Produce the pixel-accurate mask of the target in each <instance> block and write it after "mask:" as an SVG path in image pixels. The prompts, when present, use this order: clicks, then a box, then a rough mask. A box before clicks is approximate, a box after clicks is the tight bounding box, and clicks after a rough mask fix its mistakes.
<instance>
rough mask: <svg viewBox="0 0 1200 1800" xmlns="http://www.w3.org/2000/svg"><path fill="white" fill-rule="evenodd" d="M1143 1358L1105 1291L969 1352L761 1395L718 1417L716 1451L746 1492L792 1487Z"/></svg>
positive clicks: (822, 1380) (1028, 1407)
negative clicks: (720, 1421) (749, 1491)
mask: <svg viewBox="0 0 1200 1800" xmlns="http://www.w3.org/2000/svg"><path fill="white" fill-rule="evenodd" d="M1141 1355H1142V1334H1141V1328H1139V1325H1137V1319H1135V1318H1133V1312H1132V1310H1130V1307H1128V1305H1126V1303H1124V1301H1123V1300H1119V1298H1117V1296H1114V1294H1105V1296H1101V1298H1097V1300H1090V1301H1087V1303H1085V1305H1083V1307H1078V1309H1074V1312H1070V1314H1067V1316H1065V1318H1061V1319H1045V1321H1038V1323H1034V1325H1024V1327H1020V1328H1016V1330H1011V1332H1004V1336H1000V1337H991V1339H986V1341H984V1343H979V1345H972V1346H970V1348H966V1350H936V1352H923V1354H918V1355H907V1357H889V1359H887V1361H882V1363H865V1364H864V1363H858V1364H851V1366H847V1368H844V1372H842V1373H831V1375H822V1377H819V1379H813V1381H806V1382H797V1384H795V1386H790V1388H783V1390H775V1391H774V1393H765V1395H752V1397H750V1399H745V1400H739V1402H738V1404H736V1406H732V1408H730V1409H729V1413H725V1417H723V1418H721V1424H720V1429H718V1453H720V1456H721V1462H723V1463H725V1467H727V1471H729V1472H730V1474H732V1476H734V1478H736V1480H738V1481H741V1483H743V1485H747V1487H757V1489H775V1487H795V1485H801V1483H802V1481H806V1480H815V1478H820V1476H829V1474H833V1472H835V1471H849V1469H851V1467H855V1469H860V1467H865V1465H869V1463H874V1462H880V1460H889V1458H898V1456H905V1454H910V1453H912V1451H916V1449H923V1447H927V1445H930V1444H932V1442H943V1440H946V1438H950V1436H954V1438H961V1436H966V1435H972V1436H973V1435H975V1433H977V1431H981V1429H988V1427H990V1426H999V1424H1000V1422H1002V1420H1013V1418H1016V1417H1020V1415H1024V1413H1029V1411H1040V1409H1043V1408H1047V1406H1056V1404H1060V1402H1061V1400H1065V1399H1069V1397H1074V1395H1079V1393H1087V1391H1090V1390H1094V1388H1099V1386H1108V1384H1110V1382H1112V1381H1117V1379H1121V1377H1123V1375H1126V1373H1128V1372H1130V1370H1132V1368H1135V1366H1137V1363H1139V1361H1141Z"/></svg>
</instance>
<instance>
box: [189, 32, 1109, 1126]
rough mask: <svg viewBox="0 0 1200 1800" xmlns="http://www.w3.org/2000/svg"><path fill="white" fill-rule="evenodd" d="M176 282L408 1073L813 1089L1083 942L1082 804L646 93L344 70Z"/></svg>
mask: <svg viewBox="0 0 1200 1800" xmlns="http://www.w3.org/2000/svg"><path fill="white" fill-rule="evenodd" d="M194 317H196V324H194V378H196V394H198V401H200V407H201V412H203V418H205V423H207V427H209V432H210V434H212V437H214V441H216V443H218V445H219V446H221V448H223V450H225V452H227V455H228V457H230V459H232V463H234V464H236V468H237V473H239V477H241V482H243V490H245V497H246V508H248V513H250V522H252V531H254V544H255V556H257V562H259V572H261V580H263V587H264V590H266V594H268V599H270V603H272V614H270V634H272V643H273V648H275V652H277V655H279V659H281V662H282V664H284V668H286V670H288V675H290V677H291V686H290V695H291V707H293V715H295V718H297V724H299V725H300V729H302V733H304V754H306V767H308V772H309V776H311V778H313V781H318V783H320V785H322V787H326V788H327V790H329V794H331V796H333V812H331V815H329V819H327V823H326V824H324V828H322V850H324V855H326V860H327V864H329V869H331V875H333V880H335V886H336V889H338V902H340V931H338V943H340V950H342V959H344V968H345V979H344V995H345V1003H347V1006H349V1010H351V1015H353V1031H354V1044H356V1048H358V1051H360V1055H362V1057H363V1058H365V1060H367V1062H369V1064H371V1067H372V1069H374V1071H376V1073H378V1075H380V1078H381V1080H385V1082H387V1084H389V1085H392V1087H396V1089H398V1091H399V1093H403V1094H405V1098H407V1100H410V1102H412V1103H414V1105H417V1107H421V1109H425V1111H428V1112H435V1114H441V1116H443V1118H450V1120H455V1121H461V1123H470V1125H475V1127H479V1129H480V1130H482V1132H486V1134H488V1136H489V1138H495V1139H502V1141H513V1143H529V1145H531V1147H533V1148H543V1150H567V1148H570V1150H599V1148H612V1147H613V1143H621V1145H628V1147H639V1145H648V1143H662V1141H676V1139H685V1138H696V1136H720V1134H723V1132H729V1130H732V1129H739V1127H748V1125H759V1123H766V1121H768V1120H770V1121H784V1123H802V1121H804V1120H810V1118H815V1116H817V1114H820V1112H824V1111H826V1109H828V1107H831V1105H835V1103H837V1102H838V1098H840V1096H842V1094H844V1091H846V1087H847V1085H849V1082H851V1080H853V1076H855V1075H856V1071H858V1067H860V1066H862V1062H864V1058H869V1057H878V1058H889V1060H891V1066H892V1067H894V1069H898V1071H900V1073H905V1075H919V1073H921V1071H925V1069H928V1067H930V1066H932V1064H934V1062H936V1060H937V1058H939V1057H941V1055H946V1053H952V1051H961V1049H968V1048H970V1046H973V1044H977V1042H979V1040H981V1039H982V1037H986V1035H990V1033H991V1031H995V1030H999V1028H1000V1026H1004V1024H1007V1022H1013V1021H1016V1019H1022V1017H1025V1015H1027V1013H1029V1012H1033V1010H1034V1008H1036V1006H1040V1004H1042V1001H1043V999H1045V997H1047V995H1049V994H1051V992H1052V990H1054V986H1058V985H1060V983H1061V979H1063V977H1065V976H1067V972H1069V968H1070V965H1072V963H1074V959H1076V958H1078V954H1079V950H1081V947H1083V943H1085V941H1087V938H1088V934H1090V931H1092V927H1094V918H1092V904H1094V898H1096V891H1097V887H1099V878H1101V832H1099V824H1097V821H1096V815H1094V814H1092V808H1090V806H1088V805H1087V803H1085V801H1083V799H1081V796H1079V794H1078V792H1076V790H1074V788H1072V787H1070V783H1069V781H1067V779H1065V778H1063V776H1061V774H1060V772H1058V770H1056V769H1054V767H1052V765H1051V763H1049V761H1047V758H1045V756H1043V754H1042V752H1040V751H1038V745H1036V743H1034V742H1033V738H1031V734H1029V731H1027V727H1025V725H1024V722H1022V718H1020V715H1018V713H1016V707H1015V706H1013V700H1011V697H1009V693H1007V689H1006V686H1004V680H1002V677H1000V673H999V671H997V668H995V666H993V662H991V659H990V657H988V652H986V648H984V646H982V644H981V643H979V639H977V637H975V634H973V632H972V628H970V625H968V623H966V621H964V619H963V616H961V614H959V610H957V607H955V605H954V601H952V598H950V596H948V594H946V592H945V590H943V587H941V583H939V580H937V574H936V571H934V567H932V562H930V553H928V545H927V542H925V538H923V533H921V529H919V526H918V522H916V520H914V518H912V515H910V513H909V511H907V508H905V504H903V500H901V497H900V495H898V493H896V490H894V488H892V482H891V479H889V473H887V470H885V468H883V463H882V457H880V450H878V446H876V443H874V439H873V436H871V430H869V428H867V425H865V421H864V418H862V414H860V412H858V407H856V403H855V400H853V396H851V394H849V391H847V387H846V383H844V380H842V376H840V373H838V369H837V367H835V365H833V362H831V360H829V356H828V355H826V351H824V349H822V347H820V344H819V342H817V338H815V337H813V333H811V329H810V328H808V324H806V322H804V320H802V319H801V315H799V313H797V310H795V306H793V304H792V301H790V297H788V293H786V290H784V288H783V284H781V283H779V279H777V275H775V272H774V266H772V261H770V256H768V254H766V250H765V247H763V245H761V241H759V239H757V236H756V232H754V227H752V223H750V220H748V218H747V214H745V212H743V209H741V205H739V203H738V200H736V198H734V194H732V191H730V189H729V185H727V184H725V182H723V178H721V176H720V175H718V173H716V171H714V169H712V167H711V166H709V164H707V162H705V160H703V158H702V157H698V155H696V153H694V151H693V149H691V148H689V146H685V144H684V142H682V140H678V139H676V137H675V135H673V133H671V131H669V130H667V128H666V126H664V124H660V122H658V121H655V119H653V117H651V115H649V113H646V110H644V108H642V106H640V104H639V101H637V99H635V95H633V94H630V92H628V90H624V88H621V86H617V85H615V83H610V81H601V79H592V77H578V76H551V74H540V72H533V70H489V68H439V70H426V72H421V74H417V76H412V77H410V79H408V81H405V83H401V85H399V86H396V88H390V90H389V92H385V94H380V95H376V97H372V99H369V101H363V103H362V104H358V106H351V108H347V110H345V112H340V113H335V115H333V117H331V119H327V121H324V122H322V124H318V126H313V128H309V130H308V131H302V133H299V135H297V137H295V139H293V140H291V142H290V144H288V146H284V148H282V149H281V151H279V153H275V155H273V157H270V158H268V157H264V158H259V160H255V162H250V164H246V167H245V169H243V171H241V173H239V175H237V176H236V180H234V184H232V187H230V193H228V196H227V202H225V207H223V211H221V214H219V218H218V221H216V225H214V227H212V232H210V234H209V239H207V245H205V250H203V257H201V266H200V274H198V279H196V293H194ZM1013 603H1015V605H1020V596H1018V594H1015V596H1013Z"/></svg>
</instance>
----
### [Your task]
Please repeat the listing word for word, from its first line through the line with "negative clicks: (720, 1421) (749, 1491)", both included.

### [Problem solution]
Produce the pixel-accurate mask of the target in each <instance> block and write it after "mask:" as an SVG path in image pixels. The prompts, when present, use this order: clicks, then a box, then a rough mask. A box before clicks is approximate, a box after clicks is the tight bounding box, and clicks after a rough mask fix its mistakes.
<instance>
rough mask: <svg viewBox="0 0 1200 1800" xmlns="http://www.w3.org/2000/svg"><path fill="white" fill-rule="evenodd" d="M1143 1358L1105 1291L969 1352L761 1395L718 1417L716 1451L746 1492L792 1487Z"/></svg>
positive clicks: (822, 1380) (1028, 1407)
negative clicks: (720, 1421) (749, 1491)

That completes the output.